* [Passage to read]:
+--
I would like to understand what exporting a scene in a GLTF format entails. I have a 3D model with high-definition texture maps, materials, yadee yadee yada, and I'm exporting a scene to a GLTF file.

During this process, is there actually any compute involved? What I mean by that is, does exporting the scene to the GLTF format actually involve any rendering, or any computation similar to rendering, or does it just basically bundle the 3D model with embedded textures in JPEG/PNG?


Solution

  • It matters what system you're exporting from, but in this case you tagged the question Blender so I will give an answer for exporting from Blender.

    With most formats, exporting is just a matter of gathering up and organizing the data (vertices, attributes, meshes, textures and/or texture filename references, and the like) and packing into the exported file according to the format specification.

    With the particular case of Blender exporting to glTF, there's a little catch. The glTF file format is particular about certain color channels. For example, roughness gets stored in glTF's green channel, metallic in the blue channel, and so on. So if a Blender user supplies a greyscale image for roughness and a separate image for metallic, Blender can't export those images as-is to a glTF file.

    So the Blender glTF exporter includes a section on image encoding. This bit of Python code will adapt the user-supplied images, when needed, to reassign color channels to match the glTF specification. Having all glTF assets use the same channel assignments makes it much easier for viewers to have shaders that work for all glTF files, particularly those systems that use precompiled shaders with runtime assets.
+--
* [Stored rows]:
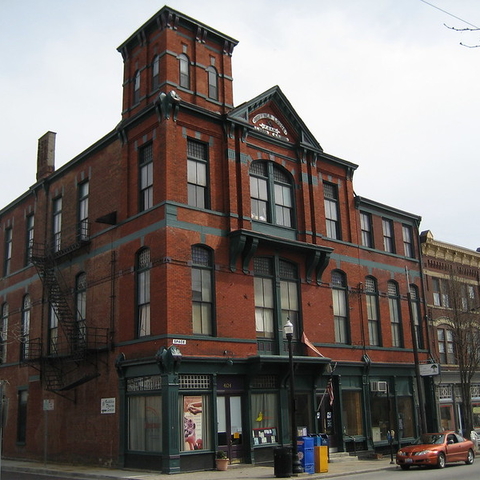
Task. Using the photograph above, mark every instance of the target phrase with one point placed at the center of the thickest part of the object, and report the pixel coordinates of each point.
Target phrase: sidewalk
(234, 472)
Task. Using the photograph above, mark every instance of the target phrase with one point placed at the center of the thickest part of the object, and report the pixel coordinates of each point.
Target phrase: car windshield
(430, 439)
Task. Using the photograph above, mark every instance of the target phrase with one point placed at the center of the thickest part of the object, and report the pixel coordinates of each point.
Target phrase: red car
(435, 450)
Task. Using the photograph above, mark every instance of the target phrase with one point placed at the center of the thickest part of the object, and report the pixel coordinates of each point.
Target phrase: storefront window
(264, 413)
(405, 416)
(145, 423)
(446, 417)
(382, 416)
(196, 422)
(352, 412)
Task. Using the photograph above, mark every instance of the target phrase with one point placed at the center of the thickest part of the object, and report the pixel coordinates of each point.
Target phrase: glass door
(229, 426)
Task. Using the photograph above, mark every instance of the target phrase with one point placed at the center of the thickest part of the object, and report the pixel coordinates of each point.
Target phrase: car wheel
(441, 460)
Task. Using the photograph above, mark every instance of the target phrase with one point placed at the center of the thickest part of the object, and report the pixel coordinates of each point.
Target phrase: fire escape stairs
(66, 361)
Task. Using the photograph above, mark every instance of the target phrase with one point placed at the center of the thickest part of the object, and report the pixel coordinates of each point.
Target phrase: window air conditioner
(378, 387)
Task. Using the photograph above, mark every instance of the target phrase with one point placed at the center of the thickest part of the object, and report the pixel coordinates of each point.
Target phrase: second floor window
(395, 316)
(332, 216)
(340, 307)
(25, 328)
(416, 314)
(366, 227)
(184, 71)
(30, 225)
(446, 347)
(57, 224)
(3, 333)
(276, 296)
(136, 87)
(156, 72)
(143, 293)
(83, 192)
(212, 83)
(146, 177)
(202, 291)
(197, 174)
(8, 251)
(271, 194)
(371, 296)
(408, 241)
(388, 239)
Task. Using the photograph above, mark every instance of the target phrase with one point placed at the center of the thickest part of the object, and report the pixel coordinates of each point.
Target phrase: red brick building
(452, 296)
(146, 284)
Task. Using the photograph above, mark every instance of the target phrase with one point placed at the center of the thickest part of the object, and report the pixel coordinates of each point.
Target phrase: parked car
(436, 450)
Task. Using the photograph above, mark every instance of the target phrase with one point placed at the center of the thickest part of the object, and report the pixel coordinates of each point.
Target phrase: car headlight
(423, 452)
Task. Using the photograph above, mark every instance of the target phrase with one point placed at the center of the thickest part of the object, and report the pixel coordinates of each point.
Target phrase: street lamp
(296, 467)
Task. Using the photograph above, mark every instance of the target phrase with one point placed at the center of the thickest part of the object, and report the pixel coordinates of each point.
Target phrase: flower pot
(222, 463)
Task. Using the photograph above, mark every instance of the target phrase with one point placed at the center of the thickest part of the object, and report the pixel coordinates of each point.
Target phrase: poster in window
(192, 422)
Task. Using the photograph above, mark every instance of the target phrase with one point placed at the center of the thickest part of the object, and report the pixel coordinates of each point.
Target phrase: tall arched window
(184, 71)
(340, 307)
(202, 290)
(271, 194)
(417, 324)
(136, 87)
(3, 333)
(25, 327)
(276, 296)
(371, 297)
(143, 292)
(156, 72)
(212, 77)
(395, 315)
(81, 304)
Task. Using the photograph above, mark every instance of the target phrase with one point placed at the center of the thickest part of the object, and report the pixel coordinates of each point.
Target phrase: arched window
(371, 297)
(81, 304)
(143, 292)
(340, 307)
(156, 72)
(202, 290)
(136, 87)
(25, 327)
(3, 333)
(395, 315)
(276, 296)
(212, 77)
(416, 314)
(271, 194)
(184, 71)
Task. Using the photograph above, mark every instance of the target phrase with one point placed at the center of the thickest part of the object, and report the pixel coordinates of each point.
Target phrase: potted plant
(221, 460)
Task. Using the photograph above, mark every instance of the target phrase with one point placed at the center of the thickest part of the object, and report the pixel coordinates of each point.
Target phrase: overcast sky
(380, 83)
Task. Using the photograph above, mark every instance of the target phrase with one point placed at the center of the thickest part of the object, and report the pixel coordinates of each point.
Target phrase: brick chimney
(46, 155)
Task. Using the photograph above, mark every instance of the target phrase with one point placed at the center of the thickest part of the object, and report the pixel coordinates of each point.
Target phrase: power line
(450, 14)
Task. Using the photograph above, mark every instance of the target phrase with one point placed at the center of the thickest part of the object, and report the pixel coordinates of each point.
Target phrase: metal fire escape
(70, 355)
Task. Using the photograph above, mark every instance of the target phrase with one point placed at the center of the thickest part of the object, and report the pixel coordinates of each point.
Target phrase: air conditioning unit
(378, 387)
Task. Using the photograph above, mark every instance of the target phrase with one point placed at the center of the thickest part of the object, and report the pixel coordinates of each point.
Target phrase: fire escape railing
(61, 358)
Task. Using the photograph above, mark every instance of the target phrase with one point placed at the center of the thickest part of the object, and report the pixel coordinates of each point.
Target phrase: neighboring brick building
(145, 284)
(452, 278)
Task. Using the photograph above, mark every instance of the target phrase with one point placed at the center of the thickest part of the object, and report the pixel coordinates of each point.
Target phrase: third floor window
(271, 194)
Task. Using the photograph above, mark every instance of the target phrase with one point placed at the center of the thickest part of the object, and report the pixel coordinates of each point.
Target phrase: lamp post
(296, 467)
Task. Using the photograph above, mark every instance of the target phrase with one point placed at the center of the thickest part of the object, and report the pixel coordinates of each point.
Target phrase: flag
(331, 395)
(310, 345)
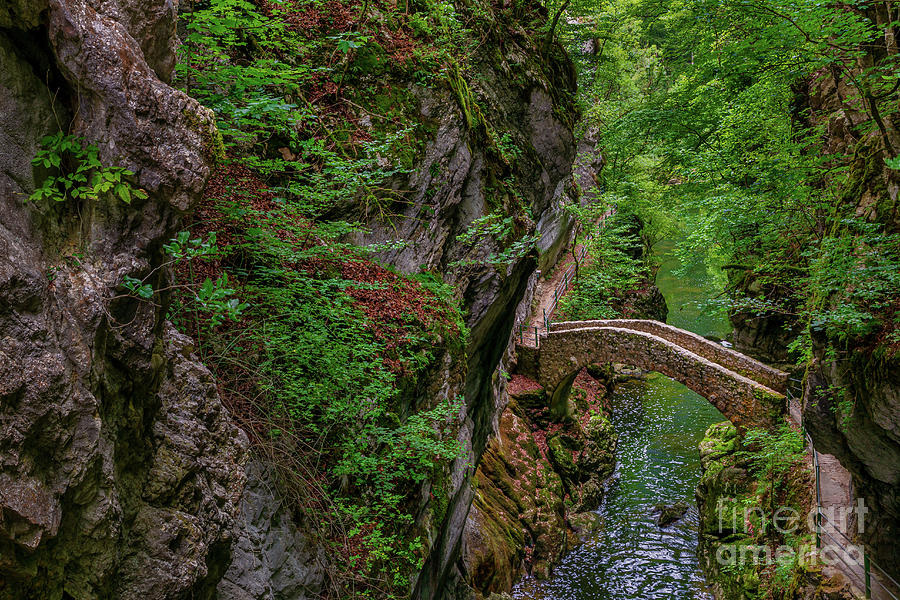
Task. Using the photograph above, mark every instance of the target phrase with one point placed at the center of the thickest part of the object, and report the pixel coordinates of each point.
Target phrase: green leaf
(124, 193)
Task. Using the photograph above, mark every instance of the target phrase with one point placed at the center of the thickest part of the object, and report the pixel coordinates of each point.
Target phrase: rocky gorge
(264, 272)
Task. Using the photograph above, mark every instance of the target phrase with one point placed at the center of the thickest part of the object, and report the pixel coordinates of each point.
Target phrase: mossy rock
(531, 399)
(562, 460)
(719, 441)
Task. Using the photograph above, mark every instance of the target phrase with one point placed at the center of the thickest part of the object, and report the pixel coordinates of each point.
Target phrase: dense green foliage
(325, 366)
(707, 124)
(611, 275)
(76, 173)
(333, 361)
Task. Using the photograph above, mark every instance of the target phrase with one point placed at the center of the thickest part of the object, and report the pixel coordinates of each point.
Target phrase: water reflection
(660, 422)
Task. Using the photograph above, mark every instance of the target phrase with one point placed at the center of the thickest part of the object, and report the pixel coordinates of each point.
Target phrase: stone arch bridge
(749, 393)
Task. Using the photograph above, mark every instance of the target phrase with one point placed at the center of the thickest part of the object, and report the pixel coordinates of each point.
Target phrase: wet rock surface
(536, 483)
(120, 472)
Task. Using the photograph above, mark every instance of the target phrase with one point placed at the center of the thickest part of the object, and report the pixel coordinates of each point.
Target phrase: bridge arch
(745, 401)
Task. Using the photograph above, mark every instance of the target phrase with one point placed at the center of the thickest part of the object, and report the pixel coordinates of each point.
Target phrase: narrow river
(660, 423)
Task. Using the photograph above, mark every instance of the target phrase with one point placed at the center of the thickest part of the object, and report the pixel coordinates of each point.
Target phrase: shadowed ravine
(660, 423)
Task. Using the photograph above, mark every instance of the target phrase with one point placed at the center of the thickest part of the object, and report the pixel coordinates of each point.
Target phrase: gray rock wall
(120, 472)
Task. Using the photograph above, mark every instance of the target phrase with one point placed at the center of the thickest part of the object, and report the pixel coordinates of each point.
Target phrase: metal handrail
(868, 563)
(563, 286)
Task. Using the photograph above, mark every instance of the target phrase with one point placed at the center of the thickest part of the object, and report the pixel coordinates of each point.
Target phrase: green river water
(660, 423)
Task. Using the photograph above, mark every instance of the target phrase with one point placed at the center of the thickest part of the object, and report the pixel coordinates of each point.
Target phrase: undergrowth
(328, 365)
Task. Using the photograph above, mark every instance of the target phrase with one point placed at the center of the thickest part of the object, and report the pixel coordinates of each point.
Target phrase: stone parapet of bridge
(734, 361)
(740, 393)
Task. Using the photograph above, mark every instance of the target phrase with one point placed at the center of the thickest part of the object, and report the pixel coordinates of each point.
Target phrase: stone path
(546, 287)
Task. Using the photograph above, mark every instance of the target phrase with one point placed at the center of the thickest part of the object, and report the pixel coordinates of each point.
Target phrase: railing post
(868, 576)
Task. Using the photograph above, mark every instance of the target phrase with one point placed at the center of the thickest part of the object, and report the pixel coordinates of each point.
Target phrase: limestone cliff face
(527, 93)
(852, 401)
(852, 398)
(120, 472)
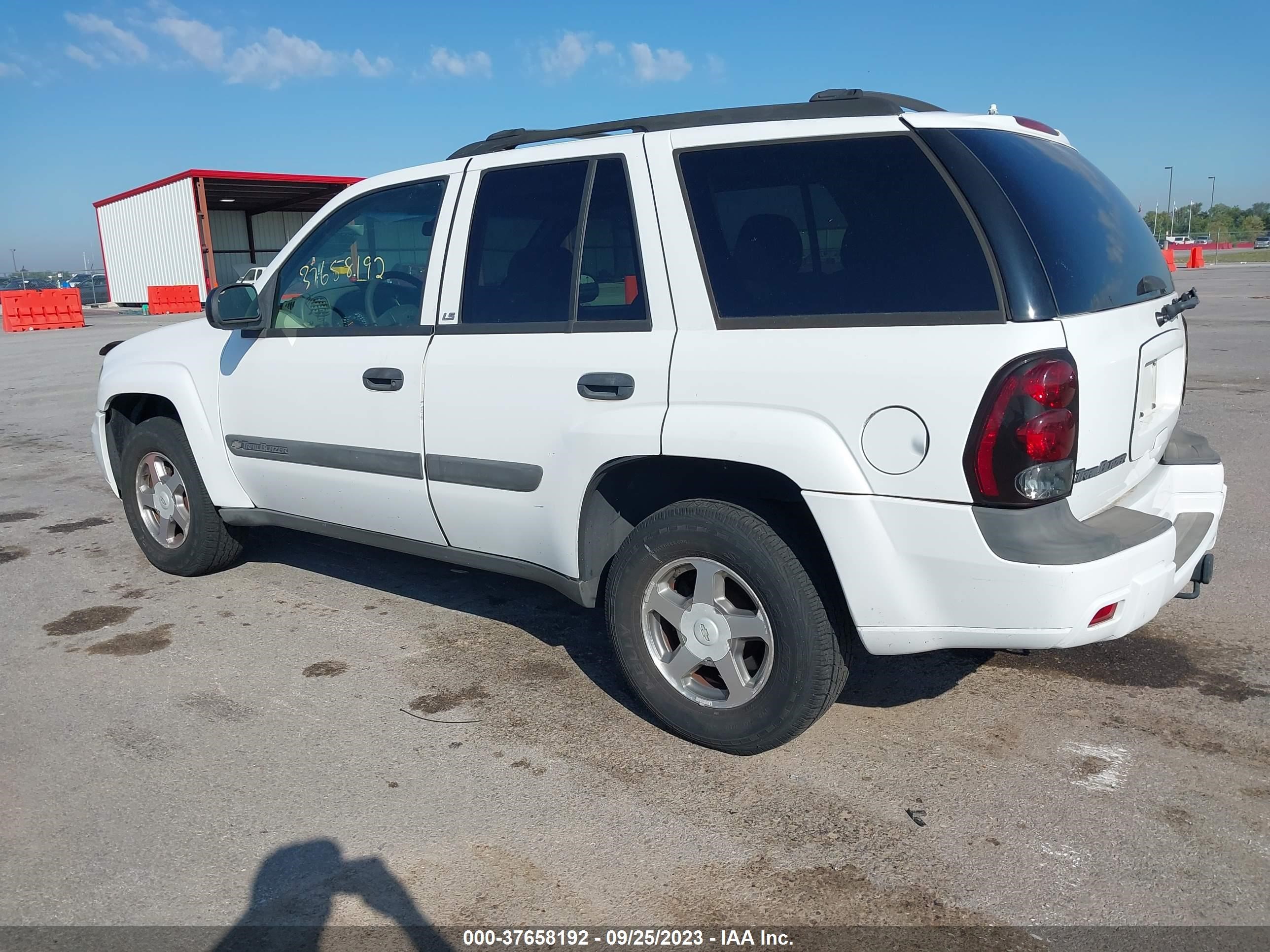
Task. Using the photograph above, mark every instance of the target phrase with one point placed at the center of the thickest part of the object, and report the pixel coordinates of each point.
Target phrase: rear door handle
(384, 378)
(606, 386)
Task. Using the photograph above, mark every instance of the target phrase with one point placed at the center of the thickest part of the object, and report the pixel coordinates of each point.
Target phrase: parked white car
(768, 384)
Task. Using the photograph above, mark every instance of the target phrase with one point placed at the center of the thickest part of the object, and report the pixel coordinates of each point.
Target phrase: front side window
(834, 232)
(365, 266)
(525, 265)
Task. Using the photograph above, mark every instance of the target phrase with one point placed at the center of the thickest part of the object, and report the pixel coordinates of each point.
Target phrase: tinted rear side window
(835, 232)
(520, 252)
(1096, 250)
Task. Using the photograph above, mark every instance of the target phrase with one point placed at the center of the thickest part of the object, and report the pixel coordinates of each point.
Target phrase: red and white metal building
(204, 228)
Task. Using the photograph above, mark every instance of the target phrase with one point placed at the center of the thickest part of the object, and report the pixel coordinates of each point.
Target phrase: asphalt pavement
(228, 749)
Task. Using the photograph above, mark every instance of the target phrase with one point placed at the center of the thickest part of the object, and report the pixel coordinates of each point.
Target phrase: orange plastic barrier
(42, 310)
(175, 299)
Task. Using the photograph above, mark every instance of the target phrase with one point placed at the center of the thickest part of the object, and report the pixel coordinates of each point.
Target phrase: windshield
(1096, 250)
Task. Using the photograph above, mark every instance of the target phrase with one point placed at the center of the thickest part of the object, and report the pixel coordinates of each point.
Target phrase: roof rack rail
(826, 104)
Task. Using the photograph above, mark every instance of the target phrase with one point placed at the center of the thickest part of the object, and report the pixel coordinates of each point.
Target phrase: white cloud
(204, 43)
(450, 64)
(669, 65)
(280, 58)
(112, 43)
(83, 56)
(570, 54)
(380, 67)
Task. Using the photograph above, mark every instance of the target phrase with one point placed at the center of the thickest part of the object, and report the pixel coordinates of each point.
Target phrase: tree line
(1221, 220)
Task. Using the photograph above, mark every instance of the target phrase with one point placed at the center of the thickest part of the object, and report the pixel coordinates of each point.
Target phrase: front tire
(720, 629)
(169, 512)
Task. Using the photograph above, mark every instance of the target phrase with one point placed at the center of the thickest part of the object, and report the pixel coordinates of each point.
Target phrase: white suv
(765, 382)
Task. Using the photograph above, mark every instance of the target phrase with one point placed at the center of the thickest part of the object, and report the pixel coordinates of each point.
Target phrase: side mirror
(234, 307)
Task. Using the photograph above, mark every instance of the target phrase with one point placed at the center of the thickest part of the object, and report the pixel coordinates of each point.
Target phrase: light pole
(1170, 204)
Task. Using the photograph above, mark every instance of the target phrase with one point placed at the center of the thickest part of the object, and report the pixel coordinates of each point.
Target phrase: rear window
(835, 232)
(1096, 249)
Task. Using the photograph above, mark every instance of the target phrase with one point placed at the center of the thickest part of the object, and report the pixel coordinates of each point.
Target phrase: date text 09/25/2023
(624, 938)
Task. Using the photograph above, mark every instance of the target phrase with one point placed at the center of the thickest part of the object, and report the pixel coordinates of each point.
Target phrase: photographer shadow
(292, 896)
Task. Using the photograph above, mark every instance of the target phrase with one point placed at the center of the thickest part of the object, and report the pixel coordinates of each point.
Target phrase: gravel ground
(177, 750)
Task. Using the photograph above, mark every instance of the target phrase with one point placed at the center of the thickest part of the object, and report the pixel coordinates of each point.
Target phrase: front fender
(802, 446)
(175, 382)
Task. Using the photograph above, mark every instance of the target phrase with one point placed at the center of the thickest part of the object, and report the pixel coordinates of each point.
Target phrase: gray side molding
(491, 474)
(1050, 535)
(1187, 448)
(333, 456)
(1192, 530)
(579, 592)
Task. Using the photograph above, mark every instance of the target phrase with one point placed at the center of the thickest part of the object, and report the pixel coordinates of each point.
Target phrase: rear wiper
(1171, 310)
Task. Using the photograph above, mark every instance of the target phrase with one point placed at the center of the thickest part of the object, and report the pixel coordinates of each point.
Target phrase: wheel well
(124, 414)
(627, 492)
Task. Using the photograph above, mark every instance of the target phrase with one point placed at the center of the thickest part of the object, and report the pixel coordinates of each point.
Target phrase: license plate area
(1161, 376)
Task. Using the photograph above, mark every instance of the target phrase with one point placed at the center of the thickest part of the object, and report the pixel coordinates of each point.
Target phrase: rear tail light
(1023, 446)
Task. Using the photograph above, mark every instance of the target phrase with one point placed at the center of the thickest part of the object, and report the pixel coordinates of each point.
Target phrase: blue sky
(102, 96)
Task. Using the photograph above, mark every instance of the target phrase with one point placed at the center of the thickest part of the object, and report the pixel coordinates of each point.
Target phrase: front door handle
(606, 386)
(384, 378)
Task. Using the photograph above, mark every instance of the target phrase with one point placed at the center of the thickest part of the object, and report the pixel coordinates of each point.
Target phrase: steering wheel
(373, 286)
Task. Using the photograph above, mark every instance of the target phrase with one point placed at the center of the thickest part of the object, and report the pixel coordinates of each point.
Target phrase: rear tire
(764, 690)
(162, 488)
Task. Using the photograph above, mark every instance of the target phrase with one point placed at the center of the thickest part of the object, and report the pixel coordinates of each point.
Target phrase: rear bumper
(922, 576)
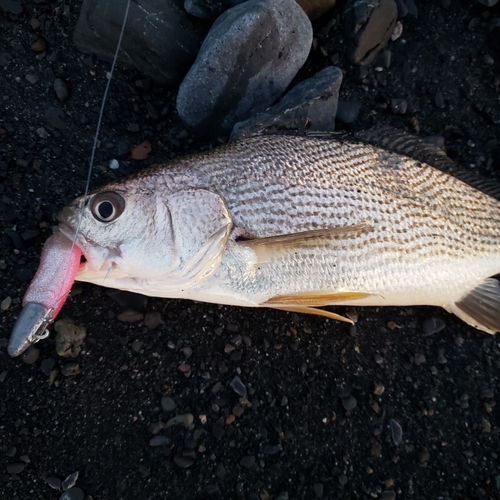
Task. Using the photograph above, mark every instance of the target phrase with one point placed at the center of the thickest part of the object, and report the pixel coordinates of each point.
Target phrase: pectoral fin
(480, 308)
(267, 248)
(306, 303)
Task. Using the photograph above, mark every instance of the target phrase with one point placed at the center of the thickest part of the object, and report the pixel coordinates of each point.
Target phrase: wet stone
(16, 468)
(349, 403)
(61, 89)
(70, 481)
(168, 404)
(70, 369)
(433, 325)
(238, 386)
(153, 320)
(73, 494)
(318, 490)
(388, 495)
(186, 420)
(183, 462)
(54, 482)
(159, 441)
(396, 431)
(248, 462)
(31, 355)
(69, 338)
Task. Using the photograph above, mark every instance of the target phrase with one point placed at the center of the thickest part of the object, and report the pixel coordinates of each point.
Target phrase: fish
(292, 223)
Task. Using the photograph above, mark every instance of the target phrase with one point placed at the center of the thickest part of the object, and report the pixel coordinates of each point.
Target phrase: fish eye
(106, 207)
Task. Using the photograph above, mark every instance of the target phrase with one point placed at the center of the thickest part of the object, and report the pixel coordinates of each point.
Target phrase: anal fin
(480, 308)
(315, 311)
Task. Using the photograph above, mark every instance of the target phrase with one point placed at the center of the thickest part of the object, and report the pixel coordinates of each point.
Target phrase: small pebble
(168, 404)
(186, 420)
(6, 303)
(349, 403)
(70, 369)
(433, 325)
(15, 468)
(153, 319)
(54, 482)
(388, 495)
(238, 386)
(248, 462)
(61, 89)
(70, 481)
(396, 431)
(31, 355)
(159, 441)
(183, 462)
(73, 494)
(130, 316)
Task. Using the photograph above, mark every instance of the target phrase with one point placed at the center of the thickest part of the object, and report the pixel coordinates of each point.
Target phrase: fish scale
(292, 223)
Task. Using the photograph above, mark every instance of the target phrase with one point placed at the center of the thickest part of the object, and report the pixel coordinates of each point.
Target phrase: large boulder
(160, 39)
(247, 61)
(311, 105)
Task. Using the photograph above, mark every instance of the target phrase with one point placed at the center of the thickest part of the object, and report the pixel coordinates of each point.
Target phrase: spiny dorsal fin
(480, 307)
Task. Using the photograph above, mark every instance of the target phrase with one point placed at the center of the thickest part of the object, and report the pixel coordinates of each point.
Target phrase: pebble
(388, 495)
(6, 303)
(439, 100)
(69, 338)
(15, 468)
(419, 358)
(396, 431)
(153, 319)
(347, 111)
(61, 89)
(70, 481)
(218, 91)
(349, 403)
(73, 494)
(54, 482)
(70, 369)
(159, 441)
(238, 386)
(318, 490)
(433, 325)
(185, 419)
(183, 462)
(168, 404)
(130, 316)
(248, 462)
(31, 355)
(56, 118)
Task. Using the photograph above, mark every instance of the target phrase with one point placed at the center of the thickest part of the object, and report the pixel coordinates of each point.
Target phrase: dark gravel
(291, 436)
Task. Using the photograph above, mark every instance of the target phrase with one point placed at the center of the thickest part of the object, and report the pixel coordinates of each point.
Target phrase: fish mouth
(94, 256)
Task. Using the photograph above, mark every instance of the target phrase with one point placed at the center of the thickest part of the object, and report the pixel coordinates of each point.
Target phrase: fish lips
(97, 257)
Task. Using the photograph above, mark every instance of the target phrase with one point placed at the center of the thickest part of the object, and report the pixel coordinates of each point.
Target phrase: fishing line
(96, 137)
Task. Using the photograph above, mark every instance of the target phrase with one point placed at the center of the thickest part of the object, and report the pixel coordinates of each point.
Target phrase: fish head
(131, 232)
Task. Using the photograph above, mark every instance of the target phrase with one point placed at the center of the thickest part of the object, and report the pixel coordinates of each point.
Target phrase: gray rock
+--
* [Exercise 1]: Retype the glTF export passage between "I would like" and "the format specification.", inclusive.
* [Exercise 2]: Write what comes next in the passage on exporting a Blender scene to glTF, picking up after its final sentence.

* [Final answer 1]:
I would like to understand what exporting a scene in a GLTF format entails. I have a 3D model with high-definition texture maps, materials, yadee yadee yada, and I'm exporting a scene to a GLTF file.

During this process, is there actually any compute involved? What I mean by that is, does exporting the scene to the GLTF format actually involve any rendering, or any computation similar to rendering, or does it just basically bundle the 3D model with embedded textures in JPEG/PNG?


Solution

  • It matters what system you're exporting from, but in this case you tagged the question Blender so I will give an answer for exporting from Blender.

    With most formats, exporting is just a matter of gathering up and organizing the data (vertices, attributes, meshes, textures and/or texture filename references, and the like) and packing into the exported file according to the format specification.

* [Final answer 2]:
    The glTF mesh data may also be different from Blender's mesh. The glTF format specifies the data the way a GPU wants to receive it, with vertex attributes (glTF accessors) and the like. This means that artist-friendly features such as per-face UVs and per-face normals are converted to separate vertices in the exported glTF. Per-face attributes must be unwelded, converted into separate GPU vertices with separate vertex attributes. Some users perceive this as an increase in the number of vertices in the model, but internally the GPU needs this expanded version of the mesh data to function.

    In both these cases, the difference between artist asset interchange vs. raw GPU data delivery is visible. The glTF format makes the intentional choice to go with the latter, as a "transmission format" for publishing to the end user. This lightens the load on readers and viewers who wish to receive the file and render it quickly. But it does place compute requirements on glTF exporters.